(SOURCE PASSAGE Opens)

Oil-supported public and external accounts

Despite social measures, the launch of new infrastructure projects and a tax exemption for micro and small businesses, the budget surplus is not expected to disappear. In addition to improvements in collection, revenues (22% of GDP) are fuelled by oil revenues (one-third), and the sovereign wealth fund is also set to be tapped once again to the tune of 4% of GDP, which would compromise the commitment to cut the non-hydrocarbon deficit (7.4%) to 5.4% by 2022. Public debt, whose external share (45%) is mainly held by public creditors, is low, due to the use of the sovereign wealth fund (NFRK), while the central bank is called upon to subsidize credit and cancel debts. A new bank rescue, which is still possible, would not pose any difficulties.

The current account deficit is expected to remain small in 2020. Even with the decrease in oil revenues, the trade surplus (12% of GDP) will offset the income deficit (10%) generated by the large stock of foreign investment in hydrocarbons and the services deficit (2%). Remittances from foreign workers represent less than 1% of GDP.

External debt (93% of GDP at the end of 2019) is expected to decline further. Intra-group loans linked to FDI account for 64% of the total, and the State's share is only 8%. Meanwhile, in July 2019 the central bank's foreign exchange reserves were equivalent to 7.1 months of imports and 18% of GDP, or 4.4 months and 11% excluding gold, while the foreign assets of the sovereign fund were worth USD 60 billion, i.e. 15 months of imports and 33% of GDP.

(SOURCE PASSAGE Closes)
(RECORDS SHOWN Opens)

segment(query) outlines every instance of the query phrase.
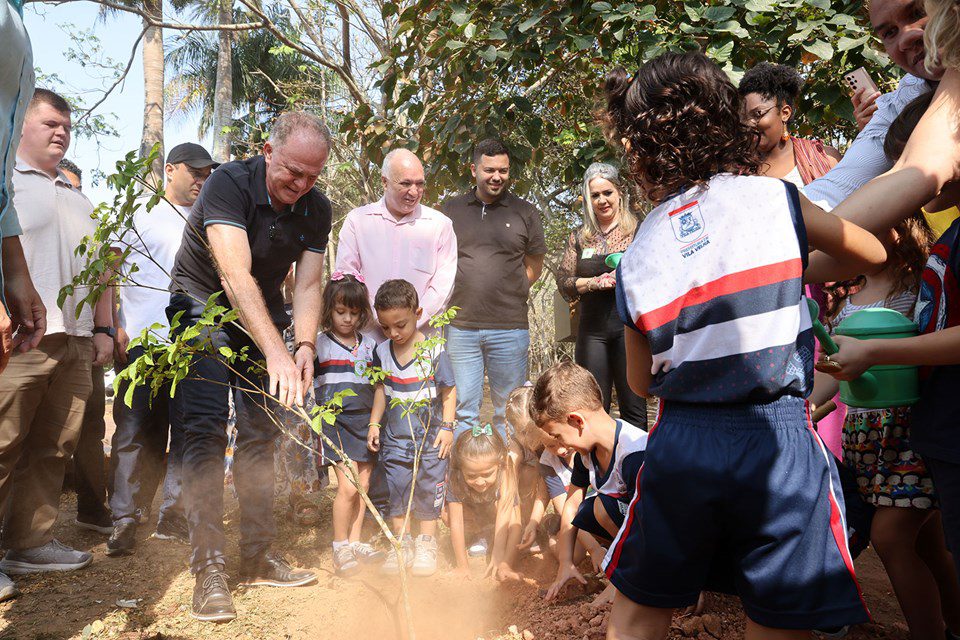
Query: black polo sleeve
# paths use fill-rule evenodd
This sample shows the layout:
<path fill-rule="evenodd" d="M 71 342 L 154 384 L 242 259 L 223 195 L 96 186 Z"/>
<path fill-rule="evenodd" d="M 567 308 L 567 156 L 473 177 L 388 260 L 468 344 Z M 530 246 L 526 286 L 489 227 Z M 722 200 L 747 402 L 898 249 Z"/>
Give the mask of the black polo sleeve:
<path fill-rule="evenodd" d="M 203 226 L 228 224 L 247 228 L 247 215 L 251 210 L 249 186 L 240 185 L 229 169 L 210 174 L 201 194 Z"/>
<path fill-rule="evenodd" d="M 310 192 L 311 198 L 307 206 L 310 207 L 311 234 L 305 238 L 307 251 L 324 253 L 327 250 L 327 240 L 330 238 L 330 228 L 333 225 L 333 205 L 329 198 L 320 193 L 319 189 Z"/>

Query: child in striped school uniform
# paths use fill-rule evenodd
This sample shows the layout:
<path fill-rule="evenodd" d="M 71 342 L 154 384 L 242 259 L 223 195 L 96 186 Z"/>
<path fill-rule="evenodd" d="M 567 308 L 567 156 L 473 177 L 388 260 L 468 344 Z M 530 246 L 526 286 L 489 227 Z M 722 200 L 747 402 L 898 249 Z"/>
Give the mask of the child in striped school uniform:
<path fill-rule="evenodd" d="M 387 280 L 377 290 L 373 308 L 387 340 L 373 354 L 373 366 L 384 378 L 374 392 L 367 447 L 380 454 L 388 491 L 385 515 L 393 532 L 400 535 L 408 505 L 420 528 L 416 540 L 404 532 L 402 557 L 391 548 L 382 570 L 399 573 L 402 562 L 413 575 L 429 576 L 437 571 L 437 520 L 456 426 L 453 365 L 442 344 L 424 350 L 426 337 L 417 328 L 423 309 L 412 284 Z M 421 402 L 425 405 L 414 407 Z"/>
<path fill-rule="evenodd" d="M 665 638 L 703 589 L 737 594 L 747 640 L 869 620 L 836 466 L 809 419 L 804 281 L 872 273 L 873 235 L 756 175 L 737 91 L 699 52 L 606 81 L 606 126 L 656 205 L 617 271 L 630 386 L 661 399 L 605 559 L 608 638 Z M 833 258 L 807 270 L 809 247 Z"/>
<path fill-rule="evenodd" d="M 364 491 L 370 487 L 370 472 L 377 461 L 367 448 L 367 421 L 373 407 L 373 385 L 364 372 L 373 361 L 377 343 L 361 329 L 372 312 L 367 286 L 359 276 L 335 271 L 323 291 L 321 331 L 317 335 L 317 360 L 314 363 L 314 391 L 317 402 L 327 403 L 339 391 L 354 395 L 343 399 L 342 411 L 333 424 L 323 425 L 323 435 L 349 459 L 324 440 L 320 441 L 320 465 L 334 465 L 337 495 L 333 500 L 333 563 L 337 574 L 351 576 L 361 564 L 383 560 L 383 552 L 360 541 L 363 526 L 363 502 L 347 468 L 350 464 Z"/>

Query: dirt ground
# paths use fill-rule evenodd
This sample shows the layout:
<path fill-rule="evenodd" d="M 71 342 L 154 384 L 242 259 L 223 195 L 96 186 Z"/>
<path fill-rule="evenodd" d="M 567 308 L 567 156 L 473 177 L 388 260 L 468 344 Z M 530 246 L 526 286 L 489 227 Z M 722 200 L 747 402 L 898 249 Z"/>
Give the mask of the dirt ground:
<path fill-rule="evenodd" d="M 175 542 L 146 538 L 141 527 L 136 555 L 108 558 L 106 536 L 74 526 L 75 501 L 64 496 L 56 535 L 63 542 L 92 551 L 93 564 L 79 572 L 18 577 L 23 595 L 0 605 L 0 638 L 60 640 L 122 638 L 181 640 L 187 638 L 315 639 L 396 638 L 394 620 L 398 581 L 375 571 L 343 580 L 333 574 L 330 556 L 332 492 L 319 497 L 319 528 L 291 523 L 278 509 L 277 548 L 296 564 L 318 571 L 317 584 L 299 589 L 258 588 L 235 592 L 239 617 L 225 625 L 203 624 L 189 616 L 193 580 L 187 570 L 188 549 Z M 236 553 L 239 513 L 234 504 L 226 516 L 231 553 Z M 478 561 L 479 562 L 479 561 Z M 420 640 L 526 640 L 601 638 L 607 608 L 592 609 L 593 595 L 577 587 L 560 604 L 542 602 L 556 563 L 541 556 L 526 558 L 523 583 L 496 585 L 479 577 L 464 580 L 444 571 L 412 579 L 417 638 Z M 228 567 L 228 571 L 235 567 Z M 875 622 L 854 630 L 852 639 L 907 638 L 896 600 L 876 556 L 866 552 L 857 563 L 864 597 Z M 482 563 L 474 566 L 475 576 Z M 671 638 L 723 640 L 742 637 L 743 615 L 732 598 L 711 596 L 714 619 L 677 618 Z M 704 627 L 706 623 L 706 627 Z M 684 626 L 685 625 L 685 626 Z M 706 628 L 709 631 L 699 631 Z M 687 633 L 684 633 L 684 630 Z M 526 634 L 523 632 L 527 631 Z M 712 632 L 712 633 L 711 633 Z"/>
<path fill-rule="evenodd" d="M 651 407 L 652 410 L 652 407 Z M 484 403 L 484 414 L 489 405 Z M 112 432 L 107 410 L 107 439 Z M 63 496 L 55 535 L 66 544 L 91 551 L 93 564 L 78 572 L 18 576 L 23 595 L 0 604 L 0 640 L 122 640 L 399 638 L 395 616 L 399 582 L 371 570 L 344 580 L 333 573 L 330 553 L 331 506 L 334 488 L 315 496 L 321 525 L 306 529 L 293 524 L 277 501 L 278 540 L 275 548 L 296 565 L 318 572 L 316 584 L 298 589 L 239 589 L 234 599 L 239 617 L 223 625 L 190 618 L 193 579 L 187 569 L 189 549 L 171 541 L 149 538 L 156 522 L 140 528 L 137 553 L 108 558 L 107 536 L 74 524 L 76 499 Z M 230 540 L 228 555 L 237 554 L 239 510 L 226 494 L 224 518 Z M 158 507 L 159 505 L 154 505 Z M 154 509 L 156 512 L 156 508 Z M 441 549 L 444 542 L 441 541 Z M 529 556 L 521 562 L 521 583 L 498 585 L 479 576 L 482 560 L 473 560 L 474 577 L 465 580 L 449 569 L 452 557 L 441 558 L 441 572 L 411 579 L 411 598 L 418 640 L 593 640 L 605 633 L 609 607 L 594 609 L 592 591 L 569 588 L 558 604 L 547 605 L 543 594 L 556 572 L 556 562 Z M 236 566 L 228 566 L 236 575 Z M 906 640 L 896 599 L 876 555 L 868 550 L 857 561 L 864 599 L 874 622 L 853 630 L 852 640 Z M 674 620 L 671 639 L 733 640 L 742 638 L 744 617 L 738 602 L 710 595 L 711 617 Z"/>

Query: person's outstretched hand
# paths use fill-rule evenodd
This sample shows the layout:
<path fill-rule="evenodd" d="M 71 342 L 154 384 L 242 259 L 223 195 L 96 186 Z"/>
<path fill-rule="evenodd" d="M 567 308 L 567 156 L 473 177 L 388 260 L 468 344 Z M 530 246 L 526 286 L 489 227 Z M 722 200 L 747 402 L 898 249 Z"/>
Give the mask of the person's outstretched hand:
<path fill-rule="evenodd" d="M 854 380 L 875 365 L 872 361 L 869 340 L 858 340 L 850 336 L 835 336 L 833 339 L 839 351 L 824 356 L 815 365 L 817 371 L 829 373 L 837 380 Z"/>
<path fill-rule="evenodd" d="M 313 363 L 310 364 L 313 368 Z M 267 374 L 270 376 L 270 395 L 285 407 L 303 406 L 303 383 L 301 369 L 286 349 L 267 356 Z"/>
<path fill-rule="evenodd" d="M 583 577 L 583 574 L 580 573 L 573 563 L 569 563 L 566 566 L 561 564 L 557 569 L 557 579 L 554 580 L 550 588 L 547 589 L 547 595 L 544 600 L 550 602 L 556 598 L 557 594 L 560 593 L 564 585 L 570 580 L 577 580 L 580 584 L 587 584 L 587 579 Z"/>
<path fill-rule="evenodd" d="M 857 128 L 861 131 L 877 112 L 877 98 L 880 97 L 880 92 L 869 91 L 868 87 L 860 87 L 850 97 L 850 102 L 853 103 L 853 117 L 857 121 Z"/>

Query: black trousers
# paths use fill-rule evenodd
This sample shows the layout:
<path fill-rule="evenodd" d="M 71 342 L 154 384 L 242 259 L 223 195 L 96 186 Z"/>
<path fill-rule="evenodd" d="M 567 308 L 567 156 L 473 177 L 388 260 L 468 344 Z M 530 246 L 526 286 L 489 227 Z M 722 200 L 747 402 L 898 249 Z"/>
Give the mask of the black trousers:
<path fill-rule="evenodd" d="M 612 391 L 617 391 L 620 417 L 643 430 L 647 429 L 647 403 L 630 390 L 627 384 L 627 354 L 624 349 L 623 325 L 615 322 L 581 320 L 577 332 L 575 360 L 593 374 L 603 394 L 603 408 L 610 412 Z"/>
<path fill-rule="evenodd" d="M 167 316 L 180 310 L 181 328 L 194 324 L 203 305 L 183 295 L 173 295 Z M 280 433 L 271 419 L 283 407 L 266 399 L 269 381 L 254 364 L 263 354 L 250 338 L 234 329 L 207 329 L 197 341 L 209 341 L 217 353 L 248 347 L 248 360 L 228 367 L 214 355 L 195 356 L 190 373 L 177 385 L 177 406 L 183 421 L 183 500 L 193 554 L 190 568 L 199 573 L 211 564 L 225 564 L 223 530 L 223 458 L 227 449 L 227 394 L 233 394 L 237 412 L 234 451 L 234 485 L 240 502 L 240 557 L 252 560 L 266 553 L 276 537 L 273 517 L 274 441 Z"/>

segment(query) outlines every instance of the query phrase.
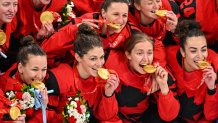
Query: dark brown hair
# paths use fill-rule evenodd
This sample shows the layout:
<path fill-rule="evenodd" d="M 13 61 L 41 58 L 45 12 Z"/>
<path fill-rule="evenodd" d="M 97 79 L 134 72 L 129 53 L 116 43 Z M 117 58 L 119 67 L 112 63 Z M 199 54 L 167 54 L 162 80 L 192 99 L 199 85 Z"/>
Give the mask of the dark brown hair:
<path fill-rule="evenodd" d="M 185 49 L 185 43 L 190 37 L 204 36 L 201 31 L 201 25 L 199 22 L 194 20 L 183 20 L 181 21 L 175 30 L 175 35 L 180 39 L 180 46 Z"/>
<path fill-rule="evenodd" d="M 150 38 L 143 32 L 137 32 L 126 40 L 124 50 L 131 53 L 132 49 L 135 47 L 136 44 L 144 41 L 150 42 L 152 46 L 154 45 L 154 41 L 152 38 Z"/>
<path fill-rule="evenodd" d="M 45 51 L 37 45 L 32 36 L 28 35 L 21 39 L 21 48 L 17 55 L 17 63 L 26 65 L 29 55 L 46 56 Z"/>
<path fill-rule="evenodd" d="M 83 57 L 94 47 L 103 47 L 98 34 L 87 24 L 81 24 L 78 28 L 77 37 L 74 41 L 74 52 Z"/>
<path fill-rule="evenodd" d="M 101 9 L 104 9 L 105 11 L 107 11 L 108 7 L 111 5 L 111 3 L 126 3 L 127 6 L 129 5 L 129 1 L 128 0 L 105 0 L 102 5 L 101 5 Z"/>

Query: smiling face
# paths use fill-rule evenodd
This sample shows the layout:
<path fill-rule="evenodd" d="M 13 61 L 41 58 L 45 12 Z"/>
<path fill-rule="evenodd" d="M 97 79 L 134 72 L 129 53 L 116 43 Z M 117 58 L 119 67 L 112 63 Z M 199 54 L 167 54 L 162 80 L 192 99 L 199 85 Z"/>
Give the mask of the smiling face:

(RECORDS SHOWN Closes)
(RECORDS SHOWN Opens)

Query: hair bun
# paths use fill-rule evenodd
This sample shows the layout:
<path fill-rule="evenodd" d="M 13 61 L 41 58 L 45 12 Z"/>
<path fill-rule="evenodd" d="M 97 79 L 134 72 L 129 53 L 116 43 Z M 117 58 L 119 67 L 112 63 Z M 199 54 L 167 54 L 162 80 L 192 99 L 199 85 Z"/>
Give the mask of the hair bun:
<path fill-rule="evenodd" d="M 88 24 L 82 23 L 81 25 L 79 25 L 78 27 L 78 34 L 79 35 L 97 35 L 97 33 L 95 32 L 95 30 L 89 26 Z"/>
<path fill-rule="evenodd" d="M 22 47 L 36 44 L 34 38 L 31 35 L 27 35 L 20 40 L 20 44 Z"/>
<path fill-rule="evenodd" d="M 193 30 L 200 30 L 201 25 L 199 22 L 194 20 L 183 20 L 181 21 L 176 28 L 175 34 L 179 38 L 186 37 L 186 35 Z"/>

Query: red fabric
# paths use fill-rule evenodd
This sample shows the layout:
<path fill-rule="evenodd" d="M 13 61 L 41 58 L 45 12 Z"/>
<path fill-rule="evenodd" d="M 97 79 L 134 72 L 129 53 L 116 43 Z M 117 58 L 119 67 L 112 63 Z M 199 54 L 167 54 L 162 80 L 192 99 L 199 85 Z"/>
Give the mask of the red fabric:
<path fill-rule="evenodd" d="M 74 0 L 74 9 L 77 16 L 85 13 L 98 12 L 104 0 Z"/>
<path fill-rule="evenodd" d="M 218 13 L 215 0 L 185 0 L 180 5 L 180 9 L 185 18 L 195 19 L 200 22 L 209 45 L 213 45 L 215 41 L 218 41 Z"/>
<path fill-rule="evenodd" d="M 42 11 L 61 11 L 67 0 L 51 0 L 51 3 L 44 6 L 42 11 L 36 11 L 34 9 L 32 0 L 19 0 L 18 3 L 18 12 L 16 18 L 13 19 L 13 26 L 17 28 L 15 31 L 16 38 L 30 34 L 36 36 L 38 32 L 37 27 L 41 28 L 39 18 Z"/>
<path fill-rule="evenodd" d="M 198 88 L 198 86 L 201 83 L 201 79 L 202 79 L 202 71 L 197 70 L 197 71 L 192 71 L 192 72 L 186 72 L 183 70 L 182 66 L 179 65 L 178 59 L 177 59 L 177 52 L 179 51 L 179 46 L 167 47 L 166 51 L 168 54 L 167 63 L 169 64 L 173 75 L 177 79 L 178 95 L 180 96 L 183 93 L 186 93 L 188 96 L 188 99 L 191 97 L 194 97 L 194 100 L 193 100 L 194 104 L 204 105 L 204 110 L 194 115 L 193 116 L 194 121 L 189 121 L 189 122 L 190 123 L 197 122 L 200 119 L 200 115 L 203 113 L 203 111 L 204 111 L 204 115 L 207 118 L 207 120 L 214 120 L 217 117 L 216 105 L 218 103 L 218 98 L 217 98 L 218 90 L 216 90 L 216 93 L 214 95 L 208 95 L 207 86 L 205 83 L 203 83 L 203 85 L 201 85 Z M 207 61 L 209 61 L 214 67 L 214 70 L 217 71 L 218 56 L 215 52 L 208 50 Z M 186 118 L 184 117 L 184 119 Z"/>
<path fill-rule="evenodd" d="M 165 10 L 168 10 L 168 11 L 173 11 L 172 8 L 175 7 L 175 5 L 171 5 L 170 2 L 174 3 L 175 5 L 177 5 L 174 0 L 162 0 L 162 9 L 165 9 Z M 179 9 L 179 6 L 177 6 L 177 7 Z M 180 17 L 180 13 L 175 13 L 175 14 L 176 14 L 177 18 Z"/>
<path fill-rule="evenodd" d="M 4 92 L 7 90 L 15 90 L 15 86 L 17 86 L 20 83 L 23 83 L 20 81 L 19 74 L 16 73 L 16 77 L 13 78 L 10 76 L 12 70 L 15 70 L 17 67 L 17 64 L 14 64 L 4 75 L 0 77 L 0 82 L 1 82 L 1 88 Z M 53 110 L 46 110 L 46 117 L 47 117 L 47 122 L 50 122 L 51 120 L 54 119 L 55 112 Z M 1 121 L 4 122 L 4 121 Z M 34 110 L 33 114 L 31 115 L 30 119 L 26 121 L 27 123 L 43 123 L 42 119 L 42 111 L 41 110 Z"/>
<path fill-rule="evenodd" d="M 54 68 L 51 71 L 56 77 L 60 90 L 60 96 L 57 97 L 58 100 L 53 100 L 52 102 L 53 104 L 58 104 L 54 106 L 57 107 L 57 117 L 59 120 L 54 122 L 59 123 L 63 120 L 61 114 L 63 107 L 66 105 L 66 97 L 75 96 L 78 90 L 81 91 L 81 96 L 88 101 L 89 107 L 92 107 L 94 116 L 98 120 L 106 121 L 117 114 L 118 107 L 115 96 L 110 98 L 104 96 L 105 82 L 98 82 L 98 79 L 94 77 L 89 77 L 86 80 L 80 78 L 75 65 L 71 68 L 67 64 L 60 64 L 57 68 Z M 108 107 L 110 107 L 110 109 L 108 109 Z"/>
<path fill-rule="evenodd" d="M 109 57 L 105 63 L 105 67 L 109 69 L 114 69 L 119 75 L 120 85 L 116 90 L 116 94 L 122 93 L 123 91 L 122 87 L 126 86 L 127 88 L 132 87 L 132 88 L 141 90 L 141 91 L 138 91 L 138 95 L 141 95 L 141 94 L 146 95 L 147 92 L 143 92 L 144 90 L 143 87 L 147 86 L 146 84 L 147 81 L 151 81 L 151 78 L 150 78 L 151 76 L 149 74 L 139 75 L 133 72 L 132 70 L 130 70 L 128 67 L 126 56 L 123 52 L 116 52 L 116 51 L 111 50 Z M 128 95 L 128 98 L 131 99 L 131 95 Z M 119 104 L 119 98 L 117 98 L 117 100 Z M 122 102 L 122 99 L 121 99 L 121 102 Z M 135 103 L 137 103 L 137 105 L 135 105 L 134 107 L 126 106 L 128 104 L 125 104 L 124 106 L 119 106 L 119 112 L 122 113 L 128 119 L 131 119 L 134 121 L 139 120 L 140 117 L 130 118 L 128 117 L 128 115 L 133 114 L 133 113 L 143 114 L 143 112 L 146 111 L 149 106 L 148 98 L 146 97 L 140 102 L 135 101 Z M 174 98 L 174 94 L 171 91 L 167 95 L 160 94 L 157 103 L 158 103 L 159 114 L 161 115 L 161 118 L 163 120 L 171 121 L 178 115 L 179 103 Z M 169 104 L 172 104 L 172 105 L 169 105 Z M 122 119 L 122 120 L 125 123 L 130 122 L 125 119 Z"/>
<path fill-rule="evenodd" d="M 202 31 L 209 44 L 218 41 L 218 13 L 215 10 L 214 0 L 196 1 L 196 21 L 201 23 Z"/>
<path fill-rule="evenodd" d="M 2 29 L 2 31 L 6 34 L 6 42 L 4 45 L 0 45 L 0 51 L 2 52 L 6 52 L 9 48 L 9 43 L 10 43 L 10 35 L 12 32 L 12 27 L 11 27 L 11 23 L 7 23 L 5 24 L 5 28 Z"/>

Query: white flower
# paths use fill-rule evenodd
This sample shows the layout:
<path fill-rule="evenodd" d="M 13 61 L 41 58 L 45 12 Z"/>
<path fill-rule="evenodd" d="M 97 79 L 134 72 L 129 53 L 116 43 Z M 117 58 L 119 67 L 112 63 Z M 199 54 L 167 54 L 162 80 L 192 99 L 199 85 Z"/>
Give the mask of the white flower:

(RECORDS SHOWN Closes)

EXERCISE TASKS:
(1) Reproduce the passage on oil-supported public and external accounts word for word, from "Oil-supported public and" through "pose any difficulties.", including both.
(2) Write what comes next in the passage on oil-supported public and external accounts, beginning after its final sentence.

ANSWERS:
(1)
Oil-supported public and external accounts

Despite social measures, the launch of new infrastructure projects and a tax exemption for micro and small businesses, the budget surplus is not expected to disappear. In addition to improvements in collection, revenues (22% of GDP) are fuelled by oil revenues (one-third), and the sovereign wealth fund is also set to be tapped once again to the tune of 4% of GDP, which would compromise the commitment to cut the non-hydrocarbon deficit (7.4%) to 5.4% by 2022. Public debt, whose external share (45%) is mainly held by public creditors, is low, due to the use of the sovereign wealth fund (NFRK), while the central bank is called upon to subsidize credit and cancel debts. A new bank rescue, which is still possible, would not pose any difficulties.

(2)
Fragile presidential succession

Nursultan Nazarbayev stood down in March 2019 after ruling the country since 1989. However, in addition to the powers of arbitrator conferred by his titles of “First President” and “Father of the Nation”, he continues to preside over the powerful Security Council and his party (Nur Otan), which comfortably won the March 2016 legislative elections with more than 80% of the vote. Senate President Kassym-Jomart Tokayev was elected President in June 2019 with 71% of the vote. He will have to assert his authority over his predecessor, who has obtained a veto over appointments. Moreover, while mass protests are rare in an environment where security has been strengthened owing to fears of terrorism and Muslim fundamentalism, and despite the social initiatives that have been carried out, there is nevertheless public dissatisfaction with the country’s modest economic performance and China’s economic presence.